[Extracted data entries]
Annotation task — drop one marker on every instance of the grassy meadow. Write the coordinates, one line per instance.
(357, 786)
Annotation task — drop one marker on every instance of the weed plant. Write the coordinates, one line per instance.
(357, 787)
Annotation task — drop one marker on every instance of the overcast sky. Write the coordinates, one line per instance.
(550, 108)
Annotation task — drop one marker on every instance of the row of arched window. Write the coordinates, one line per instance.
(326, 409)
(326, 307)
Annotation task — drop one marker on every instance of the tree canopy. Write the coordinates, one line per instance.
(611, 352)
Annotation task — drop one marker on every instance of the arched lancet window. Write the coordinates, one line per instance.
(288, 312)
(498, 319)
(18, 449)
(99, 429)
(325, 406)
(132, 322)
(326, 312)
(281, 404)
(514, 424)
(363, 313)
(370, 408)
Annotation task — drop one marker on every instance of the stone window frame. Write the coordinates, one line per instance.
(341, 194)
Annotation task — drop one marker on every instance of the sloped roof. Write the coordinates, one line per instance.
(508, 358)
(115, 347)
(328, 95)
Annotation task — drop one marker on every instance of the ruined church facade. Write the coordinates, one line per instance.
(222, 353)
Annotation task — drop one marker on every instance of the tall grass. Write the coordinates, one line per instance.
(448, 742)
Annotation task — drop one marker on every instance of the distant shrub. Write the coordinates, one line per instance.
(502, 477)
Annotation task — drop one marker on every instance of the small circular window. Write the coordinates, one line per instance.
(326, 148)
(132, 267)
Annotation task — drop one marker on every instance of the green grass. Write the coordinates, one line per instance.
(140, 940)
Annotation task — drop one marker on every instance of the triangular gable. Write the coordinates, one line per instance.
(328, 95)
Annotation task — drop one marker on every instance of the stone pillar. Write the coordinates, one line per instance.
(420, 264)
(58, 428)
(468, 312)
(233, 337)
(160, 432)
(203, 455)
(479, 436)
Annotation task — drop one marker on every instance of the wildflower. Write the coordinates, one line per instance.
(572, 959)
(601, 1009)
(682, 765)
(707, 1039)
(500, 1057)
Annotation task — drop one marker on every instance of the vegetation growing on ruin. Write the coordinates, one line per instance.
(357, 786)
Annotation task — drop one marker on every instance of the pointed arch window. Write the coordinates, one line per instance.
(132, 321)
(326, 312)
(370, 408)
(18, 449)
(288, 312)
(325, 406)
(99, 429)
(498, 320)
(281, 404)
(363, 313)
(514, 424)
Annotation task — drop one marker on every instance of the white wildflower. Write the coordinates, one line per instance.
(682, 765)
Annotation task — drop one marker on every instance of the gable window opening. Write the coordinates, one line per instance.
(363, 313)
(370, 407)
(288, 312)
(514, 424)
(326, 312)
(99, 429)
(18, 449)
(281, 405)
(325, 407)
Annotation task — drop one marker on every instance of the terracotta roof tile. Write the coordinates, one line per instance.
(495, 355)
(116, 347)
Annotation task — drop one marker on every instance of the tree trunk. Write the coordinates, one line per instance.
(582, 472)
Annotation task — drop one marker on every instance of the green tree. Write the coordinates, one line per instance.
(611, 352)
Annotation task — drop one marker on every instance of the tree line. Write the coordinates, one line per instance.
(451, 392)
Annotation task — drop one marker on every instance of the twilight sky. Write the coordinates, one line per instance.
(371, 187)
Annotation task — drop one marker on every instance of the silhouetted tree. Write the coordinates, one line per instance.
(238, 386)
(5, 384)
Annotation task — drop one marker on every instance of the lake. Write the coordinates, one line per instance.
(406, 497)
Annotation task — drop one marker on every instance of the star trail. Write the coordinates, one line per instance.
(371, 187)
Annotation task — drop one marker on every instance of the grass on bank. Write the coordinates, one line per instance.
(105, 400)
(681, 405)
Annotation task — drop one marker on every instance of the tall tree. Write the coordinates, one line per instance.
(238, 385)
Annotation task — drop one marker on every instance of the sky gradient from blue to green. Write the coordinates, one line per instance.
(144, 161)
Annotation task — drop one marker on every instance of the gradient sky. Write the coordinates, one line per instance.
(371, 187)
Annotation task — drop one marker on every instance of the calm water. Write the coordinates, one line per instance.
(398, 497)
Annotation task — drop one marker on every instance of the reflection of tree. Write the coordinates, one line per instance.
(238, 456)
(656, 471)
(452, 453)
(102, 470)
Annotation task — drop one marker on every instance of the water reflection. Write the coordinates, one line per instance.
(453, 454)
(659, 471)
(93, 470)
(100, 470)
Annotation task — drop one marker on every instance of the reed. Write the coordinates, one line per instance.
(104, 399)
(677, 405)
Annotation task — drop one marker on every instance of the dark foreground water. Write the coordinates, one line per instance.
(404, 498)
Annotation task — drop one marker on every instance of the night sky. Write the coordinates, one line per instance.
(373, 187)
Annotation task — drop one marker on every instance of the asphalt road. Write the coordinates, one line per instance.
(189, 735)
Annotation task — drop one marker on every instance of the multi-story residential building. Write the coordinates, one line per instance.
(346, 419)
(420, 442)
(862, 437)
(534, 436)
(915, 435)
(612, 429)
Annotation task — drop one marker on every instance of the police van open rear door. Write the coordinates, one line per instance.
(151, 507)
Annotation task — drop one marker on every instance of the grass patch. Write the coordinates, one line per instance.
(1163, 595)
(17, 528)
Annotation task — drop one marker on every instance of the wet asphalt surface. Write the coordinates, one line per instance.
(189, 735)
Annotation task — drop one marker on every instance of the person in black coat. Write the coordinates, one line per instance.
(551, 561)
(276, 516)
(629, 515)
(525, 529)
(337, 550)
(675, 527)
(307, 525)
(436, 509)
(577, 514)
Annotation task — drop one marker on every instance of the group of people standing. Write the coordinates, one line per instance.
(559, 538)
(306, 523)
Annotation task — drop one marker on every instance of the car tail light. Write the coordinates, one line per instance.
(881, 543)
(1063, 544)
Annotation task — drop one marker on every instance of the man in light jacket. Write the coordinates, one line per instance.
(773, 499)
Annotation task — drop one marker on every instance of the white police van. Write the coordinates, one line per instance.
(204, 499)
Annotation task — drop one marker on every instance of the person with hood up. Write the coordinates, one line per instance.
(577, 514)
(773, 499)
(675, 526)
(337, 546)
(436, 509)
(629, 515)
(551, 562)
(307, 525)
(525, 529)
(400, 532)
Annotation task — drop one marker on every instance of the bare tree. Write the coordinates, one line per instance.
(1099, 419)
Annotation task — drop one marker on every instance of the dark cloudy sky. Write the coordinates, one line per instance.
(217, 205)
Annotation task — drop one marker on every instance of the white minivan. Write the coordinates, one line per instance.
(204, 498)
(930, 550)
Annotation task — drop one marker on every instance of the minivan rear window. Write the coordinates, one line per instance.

*Exercise instructions*:
The response should contain each record above, retyped exactly.

*Output for this task*:
Annotation task — drop one marker on every instance of the grassy meadow. Write the coordinates, one line per instance.
(357, 786)
Annotation task — drop one marker on every instance of the weed plant. Write the coordinates, one line per instance.
(357, 787)
Annotation task — drop one marker on every instance of the overcast sky. Write the coordinates, one line per instance.
(550, 108)
Annotation task — drop one marker on every instance of the row of arched window. Write the coordinates, one line per instance.
(326, 409)
(326, 307)
Annotation task — drop one marker on every instance of the tree canopy. Write the coordinates, one line per instance.
(611, 352)
Annotation task — drop one marker on every instance of the arched lancet window. Write the coordinates, one line per instance.
(288, 312)
(498, 319)
(18, 449)
(99, 429)
(325, 406)
(132, 322)
(326, 312)
(281, 404)
(514, 424)
(363, 313)
(370, 408)
Annotation task — drop one marker on every instance of the stone window frame. Write the coordinates, one line per instance.
(341, 194)
Annotation task — drop one marker on every instance of the sloped roof. Write the coordinates, one line per instance.
(508, 358)
(115, 347)
(328, 95)
Annotation task — drop one marker on every instance of the ruined church facade. Write the coordinates, one line per instance.
(222, 353)
Annotation task — drop one marker on every instance of the tall grass. Write the coordinates, one line per instance.
(448, 742)
Annotation task — drop one marker on every instance of the distant shrub. Write the coordinates, one line per instance.
(502, 477)
Annotation task — drop one marker on every instance of the small circular window. Write the coordinates, one line per instance.
(326, 148)
(132, 267)
Annotation task — drop one marker on every instance of the green grass. Write the coordinates, one line per instance.
(140, 940)
Annotation task — drop one marker on every instance of the triangular gable. Write the coordinates, one line per instance.
(328, 95)
Annotation task — drop one marker on every instance of the stone pillar. Write the coordinates, one line per instance.
(420, 264)
(58, 428)
(468, 312)
(233, 337)
(160, 432)
(203, 455)
(479, 436)
Annotation task — drop one marker on every instance of the wildflower. Write the coordinates, one line per instance.
(572, 959)
(601, 1009)
(682, 765)
(707, 1039)
(500, 1057)
Annotation task — drop one marker on every instance of the vegetation growing on ruin. Write the coordinates, one line per instance.
(357, 786)
Annotation task — drop one marker on every instance of the pointed arch window. Write the coordinates, one line per instance.
(132, 321)
(326, 312)
(370, 408)
(18, 449)
(288, 312)
(325, 406)
(99, 429)
(498, 320)
(281, 404)
(363, 313)
(514, 424)
Annotation task — drop one marker on every instance of the white wildflower. Write the coordinates, one line per instance.
(682, 765)
Annotation task — drop one marker on every instance of the gable window opening. Write the coordinates, one line per instance.
(363, 313)
(370, 407)
(288, 312)
(514, 424)
(326, 312)
(99, 429)
(18, 449)
(281, 405)
(325, 407)
Annotation task — drop one marker on every instance of the terracotta roof tile. Write the coordinates, one line per instance.
(495, 355)
(116, 347)
Annotation task — drop one marker on every instance of the tree trunk. Write the coordinates, one line per instance.
(582, 472)
Annotation task — drop one marker on every instance of the green tree. Write the coordinates, one line per instance.
(611, 352)
Annotation task — drop one marker on every instance of the tree line. Write the coordinates, one line per instance.
(451, 392)
Annotation task — drop one marker on every instance of the twilight sky. Write the coordinates, one line per instance.
(371, 187)
Annotation task — drop one marker on every instance of the silhouetted tree. Write the coordinates, one line per instance.
(238, 386)
(5, 384)
Annotation task — drop one marker on every instance of the lake. Write the coordinates, one line per instance.
(406, 497)
Annotation task — drop one marker on every instance of the star trail. Write the coordinates, one line per instance.
(371, 187)
Annotation task — drop one marker on every instance of the grass on bank. Write the coordinates, one line per instance.
(105, 400)
(681, 405)
Annotation task — drop one marker on every instance of the tall tree. Write the coordinates, one line per instance.
(238, 385)
Annotation task — drop one marker on every instance of the sky gradient from blue to green. Write the coordinates, one line per instance.
(144, 161)
Annotation task — drop one marker on every instance of the gradient sky. Write the coordinates, one line per instance.
(371, 187)
Annotation task — drop one marker on every instance of the calm water. Write the coordinates, one line per instance.
(398, 497)
Annotation task — drop one marker on every instance of the reflection of tree. Write the coordinates, one line per instance.
(238, 456)
(656, 471)
(452, 453)
(102, 470)
Annotation task — drop one marker on every instance of the water reflection. Write the coordinates, one line per instance.
(453, 454)
(659, 471)
(93, 470)
(100, 470)
Annotation task — drop one marker on every instance of the reed. Write the coordinates, one line per instance.
(104, 399)
(677, 405)
Annotation task — drop one marker on every instance of the dark foreground water. Write the coordinates, one line per instance.
(404, 498)
Annotation task — drop one marker on every instance of the night sky. Write the coordinates, one line per instance.
(373, 187)
Annotation task — drop one marker on every instance of the asphalt road. Write the coordinates, one line per instance.
(189, 735)
Annotation task — drop one marker on every instance of the multi-story residential building. Write the coordinates, one line per instance.
(346, 419)
(420, 442)
(862, 437)
(534, 436)
(915, 435)
(612, 429)
Annotation task — drop one marker on every instance of the police van open rear door. Write the coordinates, one line per instance.
(151, 507)
Annotation task — drop one marker on every instance of the grass patch. Write the coordinates, one line per instance.
(1163, 595)
(17, 528)
Annotation task — drop one marker on every instance of the wet asphalt surface. Write the coordinates, one line per instance.
(189, 735)
Annotation task — drop one marker on every instance of the person in black coat. Write the coordinates, one line per instance.
(551, 561)
(276, 516)
(629, 515)
(525, 529)
(337, 550)
(675, 527)
(307, 525)
(436, 509)
(577, 514)
Annotation task — drop one marker on every instance of the group of people standing. Write the coordinates, one line per instance.
(559, 538)
(306, 523)
Annotation task — drop one marker on every instance of the car tail light. Write the coordinates, one line per instance.
(881, 543)
(1063, 544)
Annotation task — drop one marker on every instance of the man in light jacket. Write the coordinates, one line per instance.
(773, 499)
Annotation task — drop one marker on every instance of the white police van. Write the coordinates, one line per instance.
(204, 499)
Annotation task — drop one marker on every instance of the person with hood up. Write the coordinates, one line per instance.
(577, 514)
(773, 499)
(675, 526)
(337, 546)
(436, 509)
(629, 515)
(551, 562)
(307, 525)
(525, 529)
(400, 532)
Annotation task — drop one marker on every instance of the bare tree. Write the coordinates, one line per instance.
(1099, 419)
Annotation task — drop one marker on every instance of the dark cloudy sky. Write the coordinates, one line per instance.
(217, 205)
Annotation task — drop one marker on every instance of the white minivan. Write the coordinates, one line per instance.
(204, 498)
(930, 550)
Annotation task — drop one marker on every instance of the minivan rear window. Write the coordinates, one line per instance.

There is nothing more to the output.